- [SUPPLIED TEXT]:
_ _ _ _ _ _ _

The date was hard to tell, but it was definitely a far enough flung future to change what remained of the human mythos. I saw tiny bands of nomads drifting around tight circuits from one derelict building to the next, each handful of people retaining its own survival code and belief system, all hardened away from the soft before times, no longer talked about, barely remembered.

I was one of the nuns, a human shepherd specialist, trained in Ways and weaponry. My job was to keep my band of people Pure at any cost, any price. Survival was the One Religion, and knowing the Ways helped me steer them past one disaster after another unscathed. Families fell apart into survival gangs, continually dying off and replenishing, mixing and remixing with other small groups. Nuns became the only hope for some.

My band had mostly children in it, 3 boys and 4 girls, plus a few adults, none of them related. Adults were more difficult to manage. They became obstinate and headstrong, or fell into despair. Children were more likely to cooperate and work together for the whole group. Through every foray and every migration to capture another building, I taught them the Ways.

The Ways were mostly about water safety, food poisoning, toxic metals, and restrictions. No one was allowed into a room of entrapment. Several bugs had mutated to a size that no longer allowed them to creep under doors and out cracks, so they were easy to trap into rooms to hold back as a food source. The scary animals in this neighborhood were the macaques. No one knew where they'd come from, but they'd survived and grown into vicious marauding tribes, much like some of the human tribes that only had adults in them. They would kill and eat us if they could, so the children were sternly trained to leave them alone to starve after entrapment. Except they didn't seem to die off like they should. They lived in rooms from one generation to another, eating their own until they escaped again, wilder than ever.

_ _ _ _ _ _ _

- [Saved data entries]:
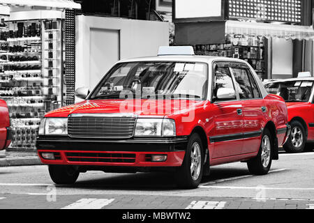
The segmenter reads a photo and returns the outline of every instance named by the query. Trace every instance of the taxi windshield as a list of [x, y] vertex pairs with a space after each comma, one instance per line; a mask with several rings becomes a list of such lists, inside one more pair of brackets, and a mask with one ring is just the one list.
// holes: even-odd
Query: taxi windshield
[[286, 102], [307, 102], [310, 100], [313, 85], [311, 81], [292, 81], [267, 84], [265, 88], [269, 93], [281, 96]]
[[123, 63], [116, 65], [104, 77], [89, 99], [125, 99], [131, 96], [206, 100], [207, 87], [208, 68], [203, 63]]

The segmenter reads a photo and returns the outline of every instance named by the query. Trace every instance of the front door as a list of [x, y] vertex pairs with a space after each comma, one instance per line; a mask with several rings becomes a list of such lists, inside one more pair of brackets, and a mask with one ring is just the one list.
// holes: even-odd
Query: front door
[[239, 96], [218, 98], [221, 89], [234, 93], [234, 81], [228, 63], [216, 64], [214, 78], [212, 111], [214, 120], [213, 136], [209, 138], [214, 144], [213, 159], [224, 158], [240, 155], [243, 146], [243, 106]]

_ _ _ _ _ _ _

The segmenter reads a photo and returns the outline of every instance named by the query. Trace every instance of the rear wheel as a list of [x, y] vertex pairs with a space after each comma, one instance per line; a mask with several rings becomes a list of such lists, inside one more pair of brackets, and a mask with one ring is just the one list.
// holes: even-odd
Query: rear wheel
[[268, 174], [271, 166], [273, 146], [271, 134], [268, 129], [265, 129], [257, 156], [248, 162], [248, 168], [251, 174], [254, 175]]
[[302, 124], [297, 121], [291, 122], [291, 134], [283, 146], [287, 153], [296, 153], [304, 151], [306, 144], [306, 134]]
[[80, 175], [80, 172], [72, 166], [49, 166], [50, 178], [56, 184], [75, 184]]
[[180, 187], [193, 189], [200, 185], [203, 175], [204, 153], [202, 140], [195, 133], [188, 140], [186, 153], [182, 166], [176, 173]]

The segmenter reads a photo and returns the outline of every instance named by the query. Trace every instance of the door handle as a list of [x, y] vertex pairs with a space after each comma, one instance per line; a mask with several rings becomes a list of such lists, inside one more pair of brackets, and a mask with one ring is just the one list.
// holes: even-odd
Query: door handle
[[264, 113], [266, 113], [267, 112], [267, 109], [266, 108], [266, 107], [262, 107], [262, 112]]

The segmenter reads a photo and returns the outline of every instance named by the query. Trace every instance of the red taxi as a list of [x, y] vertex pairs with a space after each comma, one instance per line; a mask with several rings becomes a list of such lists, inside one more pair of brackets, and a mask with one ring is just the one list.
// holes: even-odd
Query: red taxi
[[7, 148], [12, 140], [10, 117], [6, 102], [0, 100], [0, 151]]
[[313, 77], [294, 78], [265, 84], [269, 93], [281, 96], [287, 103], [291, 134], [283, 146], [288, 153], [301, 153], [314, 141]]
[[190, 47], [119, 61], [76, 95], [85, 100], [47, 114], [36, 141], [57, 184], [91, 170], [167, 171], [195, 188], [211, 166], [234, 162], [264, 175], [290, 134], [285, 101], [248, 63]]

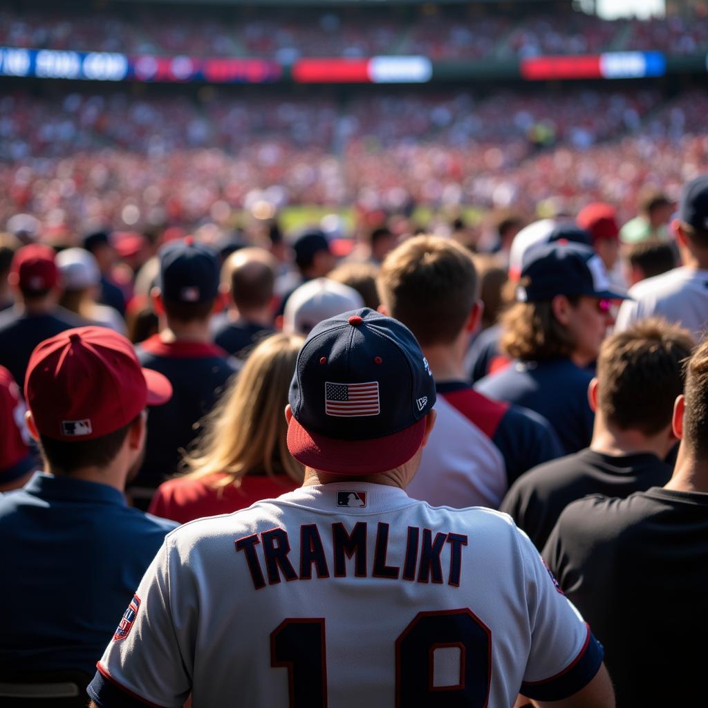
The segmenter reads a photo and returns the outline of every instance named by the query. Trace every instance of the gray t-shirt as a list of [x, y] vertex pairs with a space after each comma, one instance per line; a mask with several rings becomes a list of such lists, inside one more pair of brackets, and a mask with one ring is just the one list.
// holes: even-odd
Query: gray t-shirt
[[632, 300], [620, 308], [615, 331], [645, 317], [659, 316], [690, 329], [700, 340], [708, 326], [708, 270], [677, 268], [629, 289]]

_ _ _ _ _ _ _

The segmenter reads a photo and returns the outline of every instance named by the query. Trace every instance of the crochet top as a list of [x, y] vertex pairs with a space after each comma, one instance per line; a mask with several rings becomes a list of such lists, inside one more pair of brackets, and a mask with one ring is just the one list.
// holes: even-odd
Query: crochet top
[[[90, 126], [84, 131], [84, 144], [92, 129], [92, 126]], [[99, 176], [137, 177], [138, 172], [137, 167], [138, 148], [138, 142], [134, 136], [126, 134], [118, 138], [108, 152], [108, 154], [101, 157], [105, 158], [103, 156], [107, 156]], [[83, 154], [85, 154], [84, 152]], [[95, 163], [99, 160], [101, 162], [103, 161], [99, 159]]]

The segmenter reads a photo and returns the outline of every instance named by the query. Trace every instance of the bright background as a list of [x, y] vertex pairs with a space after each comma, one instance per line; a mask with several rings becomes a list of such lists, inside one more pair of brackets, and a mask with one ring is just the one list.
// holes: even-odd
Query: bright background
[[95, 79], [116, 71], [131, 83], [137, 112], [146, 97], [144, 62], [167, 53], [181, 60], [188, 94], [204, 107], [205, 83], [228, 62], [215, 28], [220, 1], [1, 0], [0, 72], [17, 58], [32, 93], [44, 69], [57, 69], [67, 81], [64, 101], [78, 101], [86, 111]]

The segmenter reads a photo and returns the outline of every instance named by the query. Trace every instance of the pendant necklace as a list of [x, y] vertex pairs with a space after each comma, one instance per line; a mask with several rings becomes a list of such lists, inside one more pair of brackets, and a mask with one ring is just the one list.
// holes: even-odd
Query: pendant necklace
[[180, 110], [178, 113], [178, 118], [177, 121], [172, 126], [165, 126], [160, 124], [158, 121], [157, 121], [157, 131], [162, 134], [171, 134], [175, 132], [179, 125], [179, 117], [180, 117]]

_ _ _ _ _ _ _

- [STUDY QUESTIONS]:
a) In the survival story, how many boys and girls were in the narrator's band?
b) Carry the survival story forward from its final sentence.

- [RESPONSES]:
a) Three boys and four girls.

b)
We got lucky one day and found a water source, still a little radiated but clean to drink. We had to split up, so I had the children hunker down in one end of a building, braced doors holding macaques in the other end, and a band of adult marauders spotted not far away. I was the biggest and strongest by now, one of the other adults had died, the last wandered off to be alone with the hallucinations of a personal insanity. I had to risk crossing open areas between buildings to fetch enough water for us all to last a few days. It was easy enough to get the water, but I had to hurry timing my return so I could fling open the braced door and let the macaques out onto the marauders closing in right behind me. They would still see the direction I'd go and find the children later, so we would have to leave some of the water to be able to move quickly. Leaving the water increased the risk of strengthening all those who found it and then come kill us, not leaving the water would slow us down until we were found.

And that is what nuns do. We protect, guide, lead, and keep our people Pure.

Such was my dream last night. I'd write it into a book, but you guys know I'm already swamped. Maybe some day. There was a lot of detail I didn't tell.